▶ _About this task_: Your answer must be a word-for-word copy of the listing, with all pictures excluded.

▶ _Record extracts_:
####################
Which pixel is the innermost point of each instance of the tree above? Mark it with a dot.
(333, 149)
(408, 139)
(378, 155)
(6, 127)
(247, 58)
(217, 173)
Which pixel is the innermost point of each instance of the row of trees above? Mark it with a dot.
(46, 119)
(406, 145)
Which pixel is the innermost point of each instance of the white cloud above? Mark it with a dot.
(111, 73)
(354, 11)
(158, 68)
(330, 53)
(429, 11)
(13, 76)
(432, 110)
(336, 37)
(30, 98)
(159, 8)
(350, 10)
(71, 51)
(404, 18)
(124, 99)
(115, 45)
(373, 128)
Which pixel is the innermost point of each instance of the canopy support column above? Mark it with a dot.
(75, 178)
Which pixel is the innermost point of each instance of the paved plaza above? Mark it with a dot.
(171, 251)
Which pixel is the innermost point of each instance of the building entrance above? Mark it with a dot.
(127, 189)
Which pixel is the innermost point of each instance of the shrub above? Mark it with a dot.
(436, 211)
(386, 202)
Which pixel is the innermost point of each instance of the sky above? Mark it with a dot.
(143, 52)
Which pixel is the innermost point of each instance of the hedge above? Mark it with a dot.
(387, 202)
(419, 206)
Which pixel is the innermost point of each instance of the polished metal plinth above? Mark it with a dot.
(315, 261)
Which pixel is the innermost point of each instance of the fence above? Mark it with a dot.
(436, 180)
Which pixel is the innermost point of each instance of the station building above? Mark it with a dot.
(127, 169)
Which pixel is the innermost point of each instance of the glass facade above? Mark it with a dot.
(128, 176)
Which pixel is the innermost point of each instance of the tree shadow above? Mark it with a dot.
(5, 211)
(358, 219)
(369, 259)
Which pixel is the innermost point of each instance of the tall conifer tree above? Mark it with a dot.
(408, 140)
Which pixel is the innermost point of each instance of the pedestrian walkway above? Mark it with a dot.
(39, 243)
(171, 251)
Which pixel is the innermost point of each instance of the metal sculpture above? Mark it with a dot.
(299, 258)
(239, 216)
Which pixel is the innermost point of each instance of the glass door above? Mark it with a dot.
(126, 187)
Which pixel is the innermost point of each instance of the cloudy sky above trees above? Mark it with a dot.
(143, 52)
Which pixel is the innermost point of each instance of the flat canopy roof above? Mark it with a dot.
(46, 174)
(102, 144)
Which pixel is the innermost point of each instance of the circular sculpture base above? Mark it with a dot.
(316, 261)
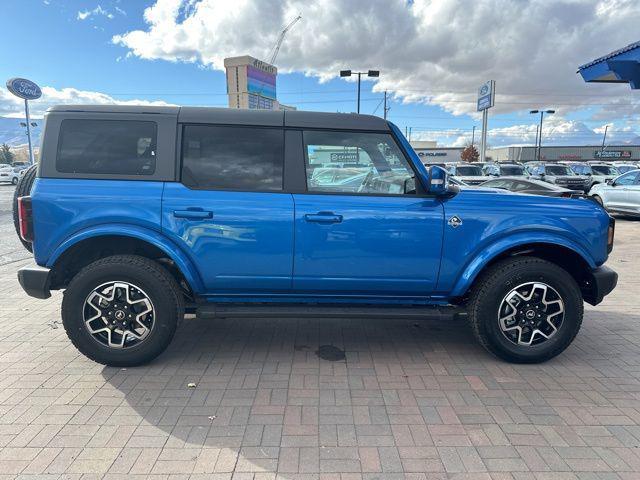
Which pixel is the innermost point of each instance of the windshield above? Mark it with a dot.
(557, 170)
(604, 170)
(626, 168)
(469, 171)
(512, 170)
(581, 169)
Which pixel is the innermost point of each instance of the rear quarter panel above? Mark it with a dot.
(495, 221)
(65, 207)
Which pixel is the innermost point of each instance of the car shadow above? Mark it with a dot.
(249, 388)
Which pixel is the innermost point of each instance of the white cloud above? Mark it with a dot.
(84, 14)
(556, 131)
(436, 52)
(12, 106)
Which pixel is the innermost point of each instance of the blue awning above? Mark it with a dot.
(621, 66)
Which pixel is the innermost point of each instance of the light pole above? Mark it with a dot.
(541, 112)
(370, 73)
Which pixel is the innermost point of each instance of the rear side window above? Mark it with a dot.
(118, 147)
(232, 158)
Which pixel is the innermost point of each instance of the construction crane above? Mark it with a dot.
(276, 48)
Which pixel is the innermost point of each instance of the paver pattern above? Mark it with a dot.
(416, 400)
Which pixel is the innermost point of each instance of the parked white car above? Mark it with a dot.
(602, 172)
(620, 195)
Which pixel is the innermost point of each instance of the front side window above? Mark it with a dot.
(232, 158)
(468, 171)
(582, 169)
(117, 147)
(604, 170)
(558, 170)
(354, 162)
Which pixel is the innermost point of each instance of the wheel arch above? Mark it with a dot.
(560, 251)
(89, 245)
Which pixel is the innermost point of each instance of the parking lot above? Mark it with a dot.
(408, 400)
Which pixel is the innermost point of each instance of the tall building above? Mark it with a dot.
(251, 83)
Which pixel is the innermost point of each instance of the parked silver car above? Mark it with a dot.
(620, 195)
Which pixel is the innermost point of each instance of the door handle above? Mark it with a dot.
(193, 214)
(323, 217)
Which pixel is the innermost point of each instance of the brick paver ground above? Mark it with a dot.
(411, 400)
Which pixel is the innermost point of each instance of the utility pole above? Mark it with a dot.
(483, 142)
(604, 137)
(384, 108)
(369, 73)
(539, 145)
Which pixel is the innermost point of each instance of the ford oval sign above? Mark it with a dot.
(23, 88)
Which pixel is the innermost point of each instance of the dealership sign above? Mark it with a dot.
(486, 95)
(612, 153)
(432, 154)
(344, 157)
(23, 88)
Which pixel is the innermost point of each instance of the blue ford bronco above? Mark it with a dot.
(143, 214)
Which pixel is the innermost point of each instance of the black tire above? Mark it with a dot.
(493, 286)
(23, 188)
(159, 286)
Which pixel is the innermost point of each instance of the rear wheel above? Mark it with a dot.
(23, 188)
(122, 310)
(526, 310)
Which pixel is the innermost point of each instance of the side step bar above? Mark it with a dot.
(325, 311)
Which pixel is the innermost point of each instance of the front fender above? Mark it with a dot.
(150, 236)
(486, 252)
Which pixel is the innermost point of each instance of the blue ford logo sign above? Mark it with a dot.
(23, 88)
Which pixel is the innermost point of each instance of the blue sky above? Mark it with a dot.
(70, 44)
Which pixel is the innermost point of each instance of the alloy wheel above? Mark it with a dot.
(118, 314)
(531, 313)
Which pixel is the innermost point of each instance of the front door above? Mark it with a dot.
(229, 213)
(361, 229)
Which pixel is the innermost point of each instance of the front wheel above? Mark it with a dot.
(526, 310)
(122, 310)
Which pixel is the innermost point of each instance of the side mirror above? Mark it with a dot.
(439, 182)
(410, 185)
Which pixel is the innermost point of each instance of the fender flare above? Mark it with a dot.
(486, 253)
(182, 261)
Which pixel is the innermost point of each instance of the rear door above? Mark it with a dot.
(370, 238)
(229, 211)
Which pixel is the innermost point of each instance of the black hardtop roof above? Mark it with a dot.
(232, 116)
####################
▶ _Solution for this problem_:
Which pixel is the innermost point of each instance of the tree above? Mark it with a dot.
(333, 149)
(408, 139)
(378, 155)
(6, 127)
(247, 58)
(217, 173)
Which pixel is the innermost point of each instance of the row of trees above? Mark it with a dot.
(46, 119)
(406, 145)
Which pixel is the innermost point of each instance of the white cloud above? Mark it with a dot.
(111, 73)
(354, 11)
(158, 68)
(330, 53)
(429, 11)
(13, 76)
(432, 110)
(336, 37)
(30, 98)
(159, 8)
(350, 10)
(71, 51)
(404, 18)
(124, 99)
(115, 45)
(373, 128)
Which pixel is the innermost point of each instance of the canopy support column above? Mark it with a dot.
(75, 178)
Which pixel is the innermost point of each instance of the paved plaza above? Mark it with a dot.
(171, 251)
Which pixel is the innermost point of each instance of the building entrance above? Mark it with a dot.
(127, 189)
Which pixel is the innermost point of each instance of the shrub above? Mark it with a dot.
(436, 211)
(386, 202)
Which pixel is the innermost point of each instance of the sky above? Mark it with a dot.
(143, 52)
Which pixel is the innermost point of each instance of the hedge above? Mark it with a dot.
(387, 202)
(419, 206)
Which pixel is the innermost point of each instance of the polished metal plinth above? Mark it with a dot.
(315, 261)
Which pixel is the innermost point of each instance of the fence above? Mark it with a dot.
(436, 180)
Which pixel is the innermost point of each instance of the station building above? Mark it with a dot.
(127, 169)
Which pixel is the innermost point of each instance of the glass facade above? Mark it with a dot.
(128, 176)
Which pixel is the innermost point of each instance of the tree shadow above? Mark it with a dot.
(5, 211)
(358, 219)
(369, 259)
Which pixel is the innermost point of each instance of the tall conifer tree above? Mark it with a dot.
(408, 140)
Which pixel is the innermost point of each instance of the pedestrian walkway above? Mark it with a dot.
(39, 243)
(171, 251)
Which pixel is the innermost point of each instance of the metal sculpture above? Mark it with a dot.
(299, 258)
(239, 216)
Which pixel is the innermost point of each instance of the glass door above? Mark it with a dot.
(126, 187)
Which pixel is the innermost point of each instance of the cloudy sky above trees above? Mark it with a dot.
(143, 52)
Which pixel is the innermost point of each instance of the flat canopy roof above? Mark it with a dot.
(46, 174)
(102, 144)
Which pixel is the innermost point of each instance of the circular sculpture base above? Mark it with a dot.
(316, 261)
Which pixel is the innermost point of each instance of the windshield above? Mark it with a dot.
(557, 170)
(604, 170)
(626, 168)
(469, 171)
(512, 170)
(581, 169)
Which pixel is the innermost point of each instance of the rear quarter panel above? Mark it with a dot.
(495, 221)
(65, 207)
Which pixel is the innermost point of each instance of the car shadow above? Mark it with a dot.
(249, 388)
Which pixel is the innermost point of each instance of the white cloud above? Mark it with a dot.
(84, 14)
(556, 131)
(436, 52)
(12, 106)
Which pixel is the innermost point of each instance of the blue awning above? Mark it with a dot.
(621, 66)
Which pixel is the innermost point of each instance of the light pole above? Mark it with a dot.
(541, 112)
(370, 73)
Which pixel is the innermost point of each instance of the rear side window above? Mark it with a dot.
(118, 147)
(232, 158)
Which pixel is the innermost point of each instance of the construction crane above? Mark it with a dot.
(276, 48)
Which pixel is the innermost point of each instance of the paver pattern above? Mark it with a dot.
(416, 400)
Which pixel is the innermost point of each instance of the parked white car above? Mark it with a dot.
(602, 172)
(620, 195)
Which pixel is the innermost point of each instance of the front side window above? Mark it with a dot.
(232, 158)
(468, 171)
(582, 169)
(117, 147)
(604, 170)
(558, 170)
(354, 162)
Which pixel is the innermost point of each instance of the wheel arch above? Mark it with a dot.
(560, 251)
(89, 245)
Which pixel is the innermost point of each instance of the parking lot above? Mark it with a dot.
(408, 400)
Which pixel is the innermost point of each instance of the tall building above? Mark it with a dot.
(251, 83)
Which pixel is the innermost point of each instance of the parked silver car above? Mark it with a dot.
(620, 195)
Which pixel is the innermost point of each instance of the door handle above? Mark it with a dot.
(193, 214)
(323, 217)
Which pixel is the innermost point of each instance of the brick paver ground above? Mark it with a dot.
(411, 400)
Which pixel is the innermost point of each instance of the utility pole above? Mark it with a dot.
(483, 142)
(604, 137)
(384, 108)
(369, 73)
(539, 145)
Which pixel is the innermost point of each instance of the ford oval sign above? Mark it with a dot.
(23, 88)
Which pixel is the innermost point of each instance of the dealership sign above? Mark it with a dot.
(486, 95)
(612, 153)
(432, 154)
(344, 157)
(23, 88)
Which pixel is the innermost point of each instance of the blue ford bronco above? Mark it with a dot.
(143, 214)
Which pixel is the innermost point of each instance of the black tire above? Mark it with a dot.
(493, 286)
(23, 188)
(159, 286)
Which pixel is the innermost point of each instance of the rear wheel above? Mark it with a dot.
(23, 188)
(122, 310)
(526, 310)
Which pixel is the innermost point of each instance of the side step bar above? Mark it with a dot.
(325, 311)
Which pixel is the innermost point of each instance of the front fender above? Mark it with a dot.
(150, 236)
(486, 252)
Which pixel is the innermost point of each instance of the blue ford logo sign above? Mark it with a dot.
(23, 88)
Which pixel is the innermost point of each instance of the blue sky above? Mark it with a dot.
(70, 44)
Which pixel is the innermost point of each instance of the alloy wheel above? Mark it with a dot.
(118, 314)
(531, 313)
Which pixel is the innermost point of each instance of the front door above? Mark it with a dot.
(229, 213)
(361, 229)
Which pixel is the innermost point of each instance of the front wheel above? Mark it with a dot.
(526, 310)
(122, 310)
Which pixel is the innermost point of each instance of the side mirror above? Mark it with a dot.
(439, 182)
(410, 185)
Which pixel is the innermost point of each instance of the fender flare above? Mark it with a dot.
(486, 253)
(182, 261)
Which pixel is the innermost point of each instance of the rear door above? Mark it with a dot.
(370, 238)
(229, 211)
Which pixel is the innermost point of each instance of the black hardtop roof above? Mark it with a dot.
(232, 116)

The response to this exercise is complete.